Kimchi Fried Rice
User Reviews
4.8
Kimchi Fried Rice
Description
This Kimchi Fried Rice recipe starts by squeezing kimchi to extract the juice, which is combined with gochujang chili paste and soy sauce to create a flavorful sauce. Cooked short-grain rice is coated with toasted sesame oil, which adds aroma and prevents clumping. The chopped kimchi is stir-fried in vegetable oil until fragrant and slightly browned before adding the rice and scallions.
Pouring the kimchi juice mixture over the rice and increasing the heat develops a light browning that enhances depth and texture while balancing the rice’s softness. The final rice has a slightly sticky yet separated texture with spicy, tangy, and savory elements coming from the kimchi and sauces.
Adding a sunny-side-up egg on top enriches the dish with creamy yolk, complementing the spicy notes. This dish can be served on its own or as a hearty accompaniment to other Korean or Asian-inspired dishes.
Ingredients
- 115 grams kimchi (½ cup packed, chopped)

[Region-pointing data]

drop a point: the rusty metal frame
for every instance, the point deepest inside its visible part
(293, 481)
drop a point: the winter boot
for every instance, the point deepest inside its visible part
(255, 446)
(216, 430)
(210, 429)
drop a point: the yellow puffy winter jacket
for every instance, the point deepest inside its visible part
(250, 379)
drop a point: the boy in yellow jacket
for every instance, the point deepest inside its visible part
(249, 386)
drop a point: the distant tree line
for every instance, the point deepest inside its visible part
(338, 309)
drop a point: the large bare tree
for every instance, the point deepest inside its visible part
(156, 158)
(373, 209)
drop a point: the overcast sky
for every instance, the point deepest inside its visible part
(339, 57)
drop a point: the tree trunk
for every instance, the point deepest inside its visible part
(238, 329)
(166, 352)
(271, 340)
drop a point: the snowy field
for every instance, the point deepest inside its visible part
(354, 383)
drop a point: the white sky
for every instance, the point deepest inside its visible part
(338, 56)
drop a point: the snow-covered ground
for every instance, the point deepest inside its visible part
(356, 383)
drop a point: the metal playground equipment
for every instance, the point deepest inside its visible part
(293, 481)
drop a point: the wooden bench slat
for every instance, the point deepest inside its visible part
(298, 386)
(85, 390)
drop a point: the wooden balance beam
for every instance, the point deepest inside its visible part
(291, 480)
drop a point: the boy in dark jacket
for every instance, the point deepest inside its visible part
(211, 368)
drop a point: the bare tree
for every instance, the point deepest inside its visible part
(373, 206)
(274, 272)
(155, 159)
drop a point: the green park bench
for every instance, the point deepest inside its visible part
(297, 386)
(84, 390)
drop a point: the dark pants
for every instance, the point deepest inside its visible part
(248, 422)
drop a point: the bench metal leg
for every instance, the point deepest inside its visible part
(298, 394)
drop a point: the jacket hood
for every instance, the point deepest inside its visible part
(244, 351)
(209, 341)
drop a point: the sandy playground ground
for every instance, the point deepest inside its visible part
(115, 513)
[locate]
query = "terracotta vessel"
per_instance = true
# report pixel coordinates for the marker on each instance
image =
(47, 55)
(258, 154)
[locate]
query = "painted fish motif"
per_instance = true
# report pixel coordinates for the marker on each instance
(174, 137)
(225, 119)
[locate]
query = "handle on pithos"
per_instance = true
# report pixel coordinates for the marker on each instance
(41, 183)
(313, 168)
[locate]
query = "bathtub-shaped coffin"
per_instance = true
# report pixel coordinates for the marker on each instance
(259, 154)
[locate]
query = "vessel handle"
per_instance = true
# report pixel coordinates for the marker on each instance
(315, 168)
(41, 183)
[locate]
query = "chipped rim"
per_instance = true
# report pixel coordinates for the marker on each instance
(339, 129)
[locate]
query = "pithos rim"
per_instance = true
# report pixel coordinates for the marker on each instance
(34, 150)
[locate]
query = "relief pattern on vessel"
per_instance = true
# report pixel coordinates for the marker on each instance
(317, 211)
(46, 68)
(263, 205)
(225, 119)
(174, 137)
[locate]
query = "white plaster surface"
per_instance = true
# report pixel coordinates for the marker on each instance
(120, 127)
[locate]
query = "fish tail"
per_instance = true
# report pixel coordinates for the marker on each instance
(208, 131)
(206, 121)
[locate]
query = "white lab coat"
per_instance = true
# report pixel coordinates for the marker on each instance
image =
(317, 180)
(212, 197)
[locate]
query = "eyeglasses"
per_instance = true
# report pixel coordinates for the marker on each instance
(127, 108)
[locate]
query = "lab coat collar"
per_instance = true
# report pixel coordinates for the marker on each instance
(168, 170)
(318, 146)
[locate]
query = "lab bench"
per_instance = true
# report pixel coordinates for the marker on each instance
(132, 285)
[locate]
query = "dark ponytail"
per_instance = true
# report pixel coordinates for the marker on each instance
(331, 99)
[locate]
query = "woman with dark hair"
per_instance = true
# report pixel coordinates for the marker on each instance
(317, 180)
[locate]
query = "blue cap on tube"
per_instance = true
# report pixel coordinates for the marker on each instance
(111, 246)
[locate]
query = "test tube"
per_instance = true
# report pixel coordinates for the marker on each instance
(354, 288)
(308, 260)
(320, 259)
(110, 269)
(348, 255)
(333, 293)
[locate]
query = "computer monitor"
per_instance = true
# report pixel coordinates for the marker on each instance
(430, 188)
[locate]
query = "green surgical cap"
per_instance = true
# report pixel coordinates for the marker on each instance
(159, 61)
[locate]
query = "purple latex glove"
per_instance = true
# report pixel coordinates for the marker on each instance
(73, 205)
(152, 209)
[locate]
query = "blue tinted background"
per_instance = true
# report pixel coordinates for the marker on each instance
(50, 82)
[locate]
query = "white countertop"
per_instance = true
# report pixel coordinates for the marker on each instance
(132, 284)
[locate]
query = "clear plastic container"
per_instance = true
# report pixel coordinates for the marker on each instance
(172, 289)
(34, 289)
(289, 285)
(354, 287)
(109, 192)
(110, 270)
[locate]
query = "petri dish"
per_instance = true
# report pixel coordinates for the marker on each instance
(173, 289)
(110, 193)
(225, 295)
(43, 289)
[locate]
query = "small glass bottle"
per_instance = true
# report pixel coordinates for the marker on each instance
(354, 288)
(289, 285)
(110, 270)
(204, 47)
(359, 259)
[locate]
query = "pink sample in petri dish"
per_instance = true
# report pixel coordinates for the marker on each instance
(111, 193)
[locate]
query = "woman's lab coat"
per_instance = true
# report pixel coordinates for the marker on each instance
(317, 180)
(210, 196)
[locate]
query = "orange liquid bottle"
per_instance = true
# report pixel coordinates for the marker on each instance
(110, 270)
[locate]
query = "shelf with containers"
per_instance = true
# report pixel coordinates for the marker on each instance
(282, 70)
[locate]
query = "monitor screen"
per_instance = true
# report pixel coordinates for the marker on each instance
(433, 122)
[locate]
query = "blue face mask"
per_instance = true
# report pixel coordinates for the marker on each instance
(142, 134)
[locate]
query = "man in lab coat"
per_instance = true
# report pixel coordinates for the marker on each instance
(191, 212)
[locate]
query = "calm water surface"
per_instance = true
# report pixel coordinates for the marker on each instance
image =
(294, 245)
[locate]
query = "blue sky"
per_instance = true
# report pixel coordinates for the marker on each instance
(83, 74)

Instructions:
(a) Repeat the part of the kimchi fried rice recipe that begins at the words "Pouring the kimchi" and stops after the words "cup packed, chopped)".
(b) According to the kimchi fried rice recipe, what is combined with the kimchi juice to create the sauce?
(c) Decide whether each statement agrees with the kimchi fried rice recipe. Answer yes or no for each, quoting the words of the text that decide it.
(i) The cooked rice is coated with toasted sesame oil.
(ii) The chopped kimchi is stir-fried in butter.
(iii) A poached egg is placed on top of the dish.

Responses to the tasks:
(a)
Pouring the kimchi juice mixture over the rice and increasing the heat develops a light browning that enhances depth and texture while balancing the rice’s softness. The final rice has a slightly sticky yet separated texture with spicy, tangy, and savory elements coming from the kimchi and sauces.
Adding a sunny-side-up egg on top enriches the dish with creamy yolk, complementing the spicy notes. This dish can be served on its own or as a hearty accompaniment to other Korean or Asian-inspired dishes.
Ingredients
- 115 grams kimchi (½ cup packed, chopped)

(b) Gochujang chili paste and soy sauce.

(c)
(i) Yes: "Cooked short-grain rice is coated with toasted sesame oil"
(ii) No: "The chopped kimchi is stir-fried in vegetable oil until fragrant and slightly browned"
(iii) No: "Adding a sunny-side-up egg on top enriches the dish with creamy yolk"